**Records**:
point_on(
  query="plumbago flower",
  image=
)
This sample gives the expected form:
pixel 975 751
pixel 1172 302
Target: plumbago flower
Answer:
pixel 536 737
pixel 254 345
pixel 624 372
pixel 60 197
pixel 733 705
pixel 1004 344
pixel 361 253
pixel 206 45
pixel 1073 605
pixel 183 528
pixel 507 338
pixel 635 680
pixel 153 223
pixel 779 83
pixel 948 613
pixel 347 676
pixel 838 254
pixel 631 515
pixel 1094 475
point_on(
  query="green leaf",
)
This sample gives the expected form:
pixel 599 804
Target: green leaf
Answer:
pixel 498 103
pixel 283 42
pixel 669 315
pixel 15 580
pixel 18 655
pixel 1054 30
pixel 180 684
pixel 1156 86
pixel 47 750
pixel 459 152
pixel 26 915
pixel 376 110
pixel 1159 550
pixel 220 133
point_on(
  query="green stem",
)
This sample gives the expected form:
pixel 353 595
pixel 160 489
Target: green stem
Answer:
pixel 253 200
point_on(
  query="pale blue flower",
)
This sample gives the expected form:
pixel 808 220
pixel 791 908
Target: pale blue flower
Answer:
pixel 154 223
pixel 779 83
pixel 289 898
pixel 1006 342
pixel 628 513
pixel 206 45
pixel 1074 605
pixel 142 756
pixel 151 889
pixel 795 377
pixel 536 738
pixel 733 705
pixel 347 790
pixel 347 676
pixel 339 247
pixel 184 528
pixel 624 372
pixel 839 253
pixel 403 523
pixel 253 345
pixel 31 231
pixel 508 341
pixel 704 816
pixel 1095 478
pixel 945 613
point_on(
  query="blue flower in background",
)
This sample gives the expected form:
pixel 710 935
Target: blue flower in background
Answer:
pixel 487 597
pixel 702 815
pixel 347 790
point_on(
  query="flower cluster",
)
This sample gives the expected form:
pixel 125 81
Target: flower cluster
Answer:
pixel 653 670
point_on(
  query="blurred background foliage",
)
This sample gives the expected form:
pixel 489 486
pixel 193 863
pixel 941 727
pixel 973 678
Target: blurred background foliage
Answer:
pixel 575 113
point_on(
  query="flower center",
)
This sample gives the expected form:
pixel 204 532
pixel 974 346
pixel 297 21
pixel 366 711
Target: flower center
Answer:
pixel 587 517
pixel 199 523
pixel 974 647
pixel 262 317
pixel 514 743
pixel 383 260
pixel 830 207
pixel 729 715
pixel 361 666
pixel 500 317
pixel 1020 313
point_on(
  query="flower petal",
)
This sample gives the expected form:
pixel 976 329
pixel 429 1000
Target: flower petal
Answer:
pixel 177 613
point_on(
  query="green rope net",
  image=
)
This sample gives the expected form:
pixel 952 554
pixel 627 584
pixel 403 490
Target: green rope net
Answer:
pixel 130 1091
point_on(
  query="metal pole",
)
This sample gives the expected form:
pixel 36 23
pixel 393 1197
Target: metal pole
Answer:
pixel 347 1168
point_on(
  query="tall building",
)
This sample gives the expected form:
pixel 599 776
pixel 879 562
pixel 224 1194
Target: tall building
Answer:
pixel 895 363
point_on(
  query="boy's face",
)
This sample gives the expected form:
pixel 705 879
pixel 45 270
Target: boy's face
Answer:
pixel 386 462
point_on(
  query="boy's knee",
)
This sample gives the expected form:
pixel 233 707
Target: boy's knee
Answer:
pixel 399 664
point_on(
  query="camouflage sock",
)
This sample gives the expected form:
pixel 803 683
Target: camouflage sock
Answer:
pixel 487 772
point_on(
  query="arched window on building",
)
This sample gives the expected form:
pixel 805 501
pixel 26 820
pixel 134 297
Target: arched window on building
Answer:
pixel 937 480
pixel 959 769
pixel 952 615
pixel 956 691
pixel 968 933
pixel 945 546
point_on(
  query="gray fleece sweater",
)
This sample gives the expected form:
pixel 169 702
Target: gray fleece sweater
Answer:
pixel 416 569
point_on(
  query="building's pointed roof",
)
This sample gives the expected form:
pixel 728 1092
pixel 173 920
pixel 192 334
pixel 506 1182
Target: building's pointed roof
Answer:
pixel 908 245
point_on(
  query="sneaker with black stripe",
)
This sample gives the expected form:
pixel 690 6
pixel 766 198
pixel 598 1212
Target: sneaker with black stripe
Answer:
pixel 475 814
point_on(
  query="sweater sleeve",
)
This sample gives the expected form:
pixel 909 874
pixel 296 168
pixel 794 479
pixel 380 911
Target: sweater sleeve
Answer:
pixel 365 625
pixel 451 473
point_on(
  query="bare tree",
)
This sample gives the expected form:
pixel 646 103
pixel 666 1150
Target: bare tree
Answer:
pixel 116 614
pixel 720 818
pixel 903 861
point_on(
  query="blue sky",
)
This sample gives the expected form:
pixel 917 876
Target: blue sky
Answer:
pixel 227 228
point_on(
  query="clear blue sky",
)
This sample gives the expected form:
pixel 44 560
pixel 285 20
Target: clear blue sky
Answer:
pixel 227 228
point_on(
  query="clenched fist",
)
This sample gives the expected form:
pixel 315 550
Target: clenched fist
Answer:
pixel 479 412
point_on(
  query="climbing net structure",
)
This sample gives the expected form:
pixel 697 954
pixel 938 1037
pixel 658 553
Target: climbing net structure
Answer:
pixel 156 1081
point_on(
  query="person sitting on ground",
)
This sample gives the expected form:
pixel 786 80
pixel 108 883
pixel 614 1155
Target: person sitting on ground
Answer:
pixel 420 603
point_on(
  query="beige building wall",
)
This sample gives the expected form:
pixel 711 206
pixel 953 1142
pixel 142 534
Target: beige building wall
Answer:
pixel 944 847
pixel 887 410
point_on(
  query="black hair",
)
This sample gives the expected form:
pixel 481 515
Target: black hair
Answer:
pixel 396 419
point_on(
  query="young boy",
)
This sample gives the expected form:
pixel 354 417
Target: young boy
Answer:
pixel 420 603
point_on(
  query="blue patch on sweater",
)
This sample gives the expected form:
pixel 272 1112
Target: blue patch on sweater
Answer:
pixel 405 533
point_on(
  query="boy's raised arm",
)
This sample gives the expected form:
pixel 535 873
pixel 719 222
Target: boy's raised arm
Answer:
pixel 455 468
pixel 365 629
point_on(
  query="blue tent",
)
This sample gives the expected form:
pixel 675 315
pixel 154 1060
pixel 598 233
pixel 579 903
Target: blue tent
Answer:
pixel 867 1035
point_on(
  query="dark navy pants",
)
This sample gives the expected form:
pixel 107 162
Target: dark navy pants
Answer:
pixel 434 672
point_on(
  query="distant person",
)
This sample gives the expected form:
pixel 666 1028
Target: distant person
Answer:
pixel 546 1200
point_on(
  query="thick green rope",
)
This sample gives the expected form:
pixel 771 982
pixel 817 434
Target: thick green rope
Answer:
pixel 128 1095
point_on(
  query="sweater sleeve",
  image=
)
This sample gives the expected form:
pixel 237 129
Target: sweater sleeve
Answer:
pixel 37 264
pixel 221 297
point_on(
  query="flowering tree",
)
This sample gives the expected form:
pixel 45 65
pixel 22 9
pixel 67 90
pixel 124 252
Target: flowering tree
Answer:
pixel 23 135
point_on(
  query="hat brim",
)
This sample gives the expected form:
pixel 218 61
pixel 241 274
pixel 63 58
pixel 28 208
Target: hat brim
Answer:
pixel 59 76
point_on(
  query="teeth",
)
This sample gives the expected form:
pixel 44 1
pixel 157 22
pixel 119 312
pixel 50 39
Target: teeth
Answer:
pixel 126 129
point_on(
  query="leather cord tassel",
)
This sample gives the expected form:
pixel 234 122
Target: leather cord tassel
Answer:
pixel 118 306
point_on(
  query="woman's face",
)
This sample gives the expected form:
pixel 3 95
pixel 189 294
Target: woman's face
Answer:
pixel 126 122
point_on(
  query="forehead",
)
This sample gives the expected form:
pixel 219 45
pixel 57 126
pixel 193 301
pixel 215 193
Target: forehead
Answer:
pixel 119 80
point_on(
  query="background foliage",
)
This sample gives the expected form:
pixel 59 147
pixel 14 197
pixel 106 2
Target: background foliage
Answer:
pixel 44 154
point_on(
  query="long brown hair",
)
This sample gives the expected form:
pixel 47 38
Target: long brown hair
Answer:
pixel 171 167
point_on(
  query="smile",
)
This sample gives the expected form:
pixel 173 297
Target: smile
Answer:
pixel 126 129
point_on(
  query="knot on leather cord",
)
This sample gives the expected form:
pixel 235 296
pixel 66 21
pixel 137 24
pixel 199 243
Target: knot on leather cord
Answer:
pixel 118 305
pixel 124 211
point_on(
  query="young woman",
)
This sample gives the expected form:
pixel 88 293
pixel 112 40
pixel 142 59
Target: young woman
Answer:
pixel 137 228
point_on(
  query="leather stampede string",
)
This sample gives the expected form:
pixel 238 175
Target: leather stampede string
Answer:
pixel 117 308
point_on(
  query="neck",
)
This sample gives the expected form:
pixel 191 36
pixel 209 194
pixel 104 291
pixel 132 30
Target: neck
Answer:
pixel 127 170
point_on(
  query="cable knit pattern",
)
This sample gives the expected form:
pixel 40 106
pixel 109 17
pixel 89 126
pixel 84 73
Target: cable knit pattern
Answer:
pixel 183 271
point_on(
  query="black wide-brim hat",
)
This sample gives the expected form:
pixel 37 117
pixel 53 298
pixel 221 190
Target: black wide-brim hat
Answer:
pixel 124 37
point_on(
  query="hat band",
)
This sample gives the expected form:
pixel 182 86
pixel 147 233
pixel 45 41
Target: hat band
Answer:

**Problem**:
Which lines of the material contain the string "clear"? List each of them.

**Task output**:
  query="clear blue sky",
Target: clear blue sky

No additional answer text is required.